===== Trecho fornecido

A
cada vez que se divulgam números sobre os serviços de saneamento urbano no
País, crescem as preocupações. Agora, as informações são (Estado, 10/7) de que
quase metade da população nacional não é atendida pela rede de esgotos – ou
seja, perto de 100 milhões de pessoas – e quase 20%, perto de 40 milhões, não
tem fornecimento de água nos domicílios. Para completar, mais de um terço de toda
a água distribuída se perde no meio do caminho. E a causa de todos os problemas
é a falta de investimentos.

==========
===== Dados fornecidos

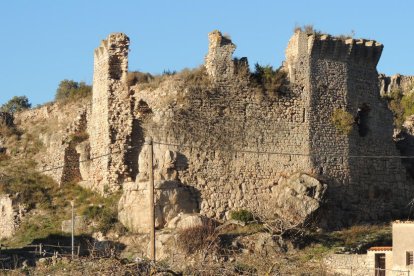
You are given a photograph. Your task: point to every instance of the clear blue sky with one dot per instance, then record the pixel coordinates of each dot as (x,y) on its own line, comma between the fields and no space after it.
(46,41)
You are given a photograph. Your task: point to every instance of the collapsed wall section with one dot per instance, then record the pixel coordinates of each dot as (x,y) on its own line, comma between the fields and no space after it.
(110,123)
(232,146)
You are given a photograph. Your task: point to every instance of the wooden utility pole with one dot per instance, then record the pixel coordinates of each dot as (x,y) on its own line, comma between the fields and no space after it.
(151,198)
(73,228)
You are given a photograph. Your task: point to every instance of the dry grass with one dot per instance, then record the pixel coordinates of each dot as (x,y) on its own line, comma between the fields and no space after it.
(197,238)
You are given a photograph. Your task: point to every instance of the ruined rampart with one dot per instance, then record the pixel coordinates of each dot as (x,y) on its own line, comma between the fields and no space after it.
(110,122)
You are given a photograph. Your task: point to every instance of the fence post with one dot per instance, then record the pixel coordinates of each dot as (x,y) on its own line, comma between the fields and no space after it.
(73,228)
(151,198)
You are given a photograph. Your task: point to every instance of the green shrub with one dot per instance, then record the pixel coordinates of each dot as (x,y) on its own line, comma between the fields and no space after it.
(71,90)
(269,79)
(343,121)
(79,137)
(137,77)
(242,215)
(16,104)
(196,238)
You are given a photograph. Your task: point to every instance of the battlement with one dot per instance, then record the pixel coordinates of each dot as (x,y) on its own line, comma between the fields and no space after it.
(354,51)
(114,43)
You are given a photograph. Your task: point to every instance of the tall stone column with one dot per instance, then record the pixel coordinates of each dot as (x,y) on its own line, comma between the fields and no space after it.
(110,124)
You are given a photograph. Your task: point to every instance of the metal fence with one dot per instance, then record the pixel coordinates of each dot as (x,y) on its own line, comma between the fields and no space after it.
(365,271)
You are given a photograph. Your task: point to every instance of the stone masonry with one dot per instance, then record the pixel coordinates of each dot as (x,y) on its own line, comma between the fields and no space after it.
(224,124)
(222,143)
(10,216)
(110,124)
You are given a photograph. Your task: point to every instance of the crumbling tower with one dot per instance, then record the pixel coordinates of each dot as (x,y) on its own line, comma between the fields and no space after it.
(336,73)
(219,60)
(110,123)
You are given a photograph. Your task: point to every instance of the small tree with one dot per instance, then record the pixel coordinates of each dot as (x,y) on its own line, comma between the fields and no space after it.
(70,90)
(15,104)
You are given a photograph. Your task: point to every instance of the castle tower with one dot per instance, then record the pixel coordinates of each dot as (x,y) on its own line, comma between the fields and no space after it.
(340,74)
(110,123)
(219,60)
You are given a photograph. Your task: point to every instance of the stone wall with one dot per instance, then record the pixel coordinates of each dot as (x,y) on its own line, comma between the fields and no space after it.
(10,216)
(110,124)
(350,264)
(395,82)
(233,143)
(225,125)
(54,126)
(341,74)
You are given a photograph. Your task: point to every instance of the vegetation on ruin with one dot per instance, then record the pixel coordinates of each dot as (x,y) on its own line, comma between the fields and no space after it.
(401,104)
(69,90)
(137,77)
(270,80)
(16,104)
(343,121)
(79,137)
(46,204)
(196,238)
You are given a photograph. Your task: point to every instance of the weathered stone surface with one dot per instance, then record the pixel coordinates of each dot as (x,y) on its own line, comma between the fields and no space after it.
(395,82)
(298,197)
(58,125)
(219,60)
(171,198)
(110,123)
(221,143)
(11,214)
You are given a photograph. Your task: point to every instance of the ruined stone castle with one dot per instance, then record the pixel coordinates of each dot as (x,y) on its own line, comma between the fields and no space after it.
(220,143)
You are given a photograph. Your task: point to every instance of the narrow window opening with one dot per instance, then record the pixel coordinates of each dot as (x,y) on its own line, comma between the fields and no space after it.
(362,119)
(409,258)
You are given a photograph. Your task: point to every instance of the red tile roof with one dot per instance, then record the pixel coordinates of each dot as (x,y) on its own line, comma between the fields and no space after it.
(380,248)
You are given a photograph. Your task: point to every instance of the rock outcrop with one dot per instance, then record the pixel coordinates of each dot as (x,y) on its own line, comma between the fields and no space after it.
(171,196)
(298,197)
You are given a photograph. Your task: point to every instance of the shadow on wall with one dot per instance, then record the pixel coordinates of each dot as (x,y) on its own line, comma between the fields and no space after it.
(137,142)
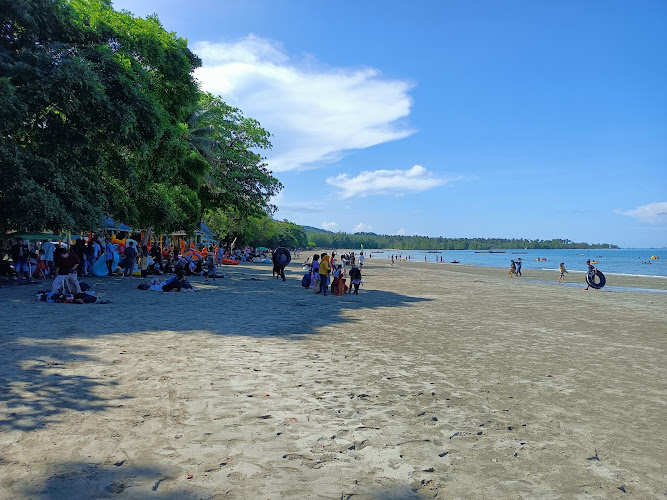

==========

● **Tarefas**
1: De acordo com o trecho sobre saneamento urbano, quantas pessoas não são atendidas pela rede de esgotos?
2: Escreva a continuação do trecho sobre saneamento urbano, começando logo depois da última frase.

● **Respostas**
1: Perto de 100 milhões de pessoas, quase metade da população nacional.

2:
Tudo
se complica ainda mais quando se é informado de que para universalizar até 2033
(daqui a 15 anos) os serviços de saneamento básico o País terá – ou teria – de
investir mais de R$ 20 bilhões por ano. Mas entre 2010 e 2015 o investimento
médio foi de R$ 11 milhões por ano, pouco mais de metade do necessário. Sem
falar em redução ou eliminação das perdas. E para dificultar ainda mais as
soluções, hoje boa parte do sistema é administrada por empresas dos Estados, em
situação financeira difícil, com patrimônio líquido negativo, dívidas altas,
problemas trabalhistas e serviços de má qualidade. Com isso, há dois anos o
atendimento urbano de água só chegava a 83,3% do público total.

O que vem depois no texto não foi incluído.